Write the data out verbatim.

*** Data to process ***

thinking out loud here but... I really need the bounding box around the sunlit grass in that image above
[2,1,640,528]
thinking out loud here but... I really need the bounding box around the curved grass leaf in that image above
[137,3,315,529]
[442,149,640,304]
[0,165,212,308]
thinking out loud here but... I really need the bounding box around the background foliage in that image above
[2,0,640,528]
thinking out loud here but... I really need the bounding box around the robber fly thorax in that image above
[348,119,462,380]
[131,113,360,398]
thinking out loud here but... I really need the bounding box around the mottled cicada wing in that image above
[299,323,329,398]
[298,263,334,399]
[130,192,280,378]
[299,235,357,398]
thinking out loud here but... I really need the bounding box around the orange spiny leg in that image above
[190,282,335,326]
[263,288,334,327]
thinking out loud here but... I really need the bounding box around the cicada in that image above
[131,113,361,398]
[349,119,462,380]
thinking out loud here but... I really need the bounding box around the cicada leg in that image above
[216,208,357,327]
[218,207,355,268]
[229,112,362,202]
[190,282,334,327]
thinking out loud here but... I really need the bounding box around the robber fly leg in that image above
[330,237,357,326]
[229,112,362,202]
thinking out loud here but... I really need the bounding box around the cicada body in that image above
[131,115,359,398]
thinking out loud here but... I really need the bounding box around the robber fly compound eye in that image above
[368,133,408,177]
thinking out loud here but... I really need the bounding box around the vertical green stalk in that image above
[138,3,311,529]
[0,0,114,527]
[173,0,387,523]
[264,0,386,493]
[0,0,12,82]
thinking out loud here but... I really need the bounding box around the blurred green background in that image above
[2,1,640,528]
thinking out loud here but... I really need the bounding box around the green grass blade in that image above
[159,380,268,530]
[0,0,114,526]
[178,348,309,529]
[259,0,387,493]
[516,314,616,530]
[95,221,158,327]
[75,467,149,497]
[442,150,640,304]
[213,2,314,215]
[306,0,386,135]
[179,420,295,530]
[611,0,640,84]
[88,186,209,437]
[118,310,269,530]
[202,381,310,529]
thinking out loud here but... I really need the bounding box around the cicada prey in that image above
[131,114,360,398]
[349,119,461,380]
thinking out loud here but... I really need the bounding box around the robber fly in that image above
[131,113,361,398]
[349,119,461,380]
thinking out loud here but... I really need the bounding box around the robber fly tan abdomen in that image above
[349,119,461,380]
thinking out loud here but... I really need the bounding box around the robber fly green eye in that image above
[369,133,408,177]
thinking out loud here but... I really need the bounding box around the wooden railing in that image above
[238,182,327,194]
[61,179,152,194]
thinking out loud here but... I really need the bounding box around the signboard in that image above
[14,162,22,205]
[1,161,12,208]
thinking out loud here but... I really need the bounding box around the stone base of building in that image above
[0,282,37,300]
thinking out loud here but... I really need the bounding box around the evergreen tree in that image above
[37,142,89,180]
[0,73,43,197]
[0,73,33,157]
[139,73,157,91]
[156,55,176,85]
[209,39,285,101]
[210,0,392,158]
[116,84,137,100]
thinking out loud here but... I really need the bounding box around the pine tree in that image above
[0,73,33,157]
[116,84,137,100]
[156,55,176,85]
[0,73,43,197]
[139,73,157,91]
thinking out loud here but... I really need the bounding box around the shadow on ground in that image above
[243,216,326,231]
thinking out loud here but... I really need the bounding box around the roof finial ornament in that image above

*** End of Data to process ***

• _Response_:
thinking out loud here but... I really need the bounding box around the sunlit grass in that image above
[2,1,640,528]
thinking out loud here but... I really need the bounding box around the curved grass leaf in that image above
[137,3,315,529]
[442,149,640,304]
[0,165,212,308]
thinking out loud here but... I really need the bounding box around the background foliage in that image above
[2,0,640,528]
thinking out loud here but... I really need the bounding box around the robber fly thorax in that image above
[348,119,462,380]
[131,113,360,398]
thinking out loud here but... I really need the bounding box around the mottled cicada wing in that image above
[299,323,329,398]
[298,263,334,399]
[130,192,280,378]
[299,235,357,398]
thinking out loud here but... I really need the bounding box around the orange spiny leg in that image above
[190,282,335,326]
[263,288,334,327]
thinking out loud here but... I really need the bounding box around the cicada in that image above
[131,113,361,398]
[349,119,462,380]
thinking out loud here but... I really need the bounding box around the cicada leg in that image above
[216,208,357,327]
[218,207,355,268]
[229,112,362,202]
[190,282,334,327]
thinking out loud here but... I really need the bounding box around the robber fly leg in that image above
[330,237,357,326]
[229,112,362,202]
thinking out loud here but... I really need the bounding box around the cicada body in that image above
[131,115,359,398]
thinking out loud here but... I really need the bounding box around the robber fly compound eye in that image above
[368,133,408,177]
thinking out loud here but... I really need the bounding box around the vertical green stalk in that image above
[138,3,311,529]
[0,0,114,527]
[173,0,387,523]
[264,0,386,493]
[0,0,12,82]
thinking out loud here but... I really need the bounding box around the blurred green background in that image above
[2,1,640,528]
thinking out loud here but... I really need the bounding box around the green grass blade in that image above
[159,380,268,530]
[0,0,114,526]
[178,348,309,529]
[259,0,387,493]
[516,314,616,530]
[95,221,158,327]
[75,467,149,497]
[442,150,640,304]
[213,2,314,215]
[306,0,386,135]
[179,420,295,530]
[611,0,640,84]
[88,186,209,437]
[118,310,269,530]
[202,381,310,529]
thinking out loud here but... I really need the bounding box around the cicada prey in that image above
[131,114,360,398]
[349,119,461,380]
thinking out loud here but... I really need the bounding box around the robber fly in that image above
[131,113,361,398]
[349,119,461,380]
thinking out loud here but... I really need the bounding box around the robber fly tan abdomen in that image above
[349,119,461,380]
thinking out loud here but... I really need the bounding box around the robber fly green eye in that image above
[369,133,408,177]
thinking out loud here but... I really need the bounding box around the wooden railing in that image above
[238,182,327,194]
[61,179,152,194]
thinking out loud here but... I really need the bounding box around the signboard in that image above
[14,162,22,205]
[1,161,12,208]
thinking out loud here but... I really need the bounding box around the stone base of building in that image above
[0,282,37,300]
thinking out loud here but... I really need the bounding box around the evergreen tree in that image above
[37,142,89,180]
[0,73,43,197]
[0,73,33,157]
[139,73,157,91]
[156,55,176,85]
[209,39,285,101]
[210,0,392,158]
[116,84,137,100]
thinking out loud here but... I really need the bounding box around the pine tree in that image above
[0,73,33,157]
[116,84,137,100]
[156,55,176,85]
[0,73,43,197]
[139,73,157,91]
thinking out loud here but... I really need the bounding box around the shadow on ground in that image above
[243,216,326,231]
thinking out loud here but... I really need the bounding box around the roof finial ornament in that image above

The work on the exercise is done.